--- Start ---
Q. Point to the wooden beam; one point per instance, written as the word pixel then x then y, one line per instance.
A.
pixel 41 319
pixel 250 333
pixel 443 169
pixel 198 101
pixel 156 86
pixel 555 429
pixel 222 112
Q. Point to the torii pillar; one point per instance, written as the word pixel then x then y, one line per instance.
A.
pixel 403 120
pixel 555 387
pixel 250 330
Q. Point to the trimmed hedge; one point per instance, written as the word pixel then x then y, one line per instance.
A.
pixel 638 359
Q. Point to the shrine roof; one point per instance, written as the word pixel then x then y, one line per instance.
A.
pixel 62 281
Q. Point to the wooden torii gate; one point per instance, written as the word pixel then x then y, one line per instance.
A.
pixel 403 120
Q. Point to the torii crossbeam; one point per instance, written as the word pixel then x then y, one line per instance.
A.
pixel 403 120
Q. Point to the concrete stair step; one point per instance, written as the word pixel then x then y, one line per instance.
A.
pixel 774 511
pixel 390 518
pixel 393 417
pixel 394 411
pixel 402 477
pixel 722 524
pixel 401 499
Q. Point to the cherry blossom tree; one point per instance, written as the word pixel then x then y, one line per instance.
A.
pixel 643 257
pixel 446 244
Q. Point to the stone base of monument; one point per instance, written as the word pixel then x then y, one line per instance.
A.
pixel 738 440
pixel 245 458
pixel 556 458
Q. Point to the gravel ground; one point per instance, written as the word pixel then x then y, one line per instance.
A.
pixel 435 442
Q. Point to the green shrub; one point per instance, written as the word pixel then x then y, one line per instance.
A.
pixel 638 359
--- End ---
Copy the lines above exactly as they appear.

**Output for this task:**
Q. Point to the wooden beam; one point per instance, written as the word pixel then x then y, one line per instance.
A.
pixel 41 319
pixel 250 333
pixel 443 169
pixel 198 101
pixel 156 86
pixel 555 429
pixel 222 112
Q. Point to the torii pillar; one point per instance, written as the word pixel then x then y, one line per instance.
A.
pixel 403 120
pixel 555 387
pixel 250 330
Q. Point to the trimmed hedge; one point per instance, written as the word pixel then x then y, one line per instance.
A.
pixel 638 359
Q. Point to the shrine roof; one point per instance, written as the word pixel then x then y, one line per instance.
A.
pixel 62 281
Q. Point to the wooden torii gate; one point per instance, written as the word pixel then x then y, one line per instance.
A.
pixel 403 120
Q. Point to the torii crossbeam; one point per instance, written as the word pixel then x then y, one line per instance.
A.
pixel 403 120
Q. Point to the concrete stair step; one point per instance, written as the word pixel then x then y, one line per instance.
A.
pixel 774 511
pixel 390 518
pixel 393 417
pixel 394 411
pixel 402 477
pixel 722 524
pixel 401 499
Q. Point to the cherry blossom tree; one point per instance, written as the word pixel then x then y, one line per instance.
A.
pixel 643 257
pixel 446 244
Q. Point to the stone base of monument; one point per instance, written as the word pixel then x then y, one line per instance.
A.
pixel 738 440
pixel 245 458
pixel 556 458
Q. Point to the gravel ground; one point per instance, written as the word pixel then x then y, one line per instance.
A.
pixel 435 442
Q. Point to the green shrub; one point per instance, written as the word pixel then x then y, one line per instance.
A.
pixel 638 359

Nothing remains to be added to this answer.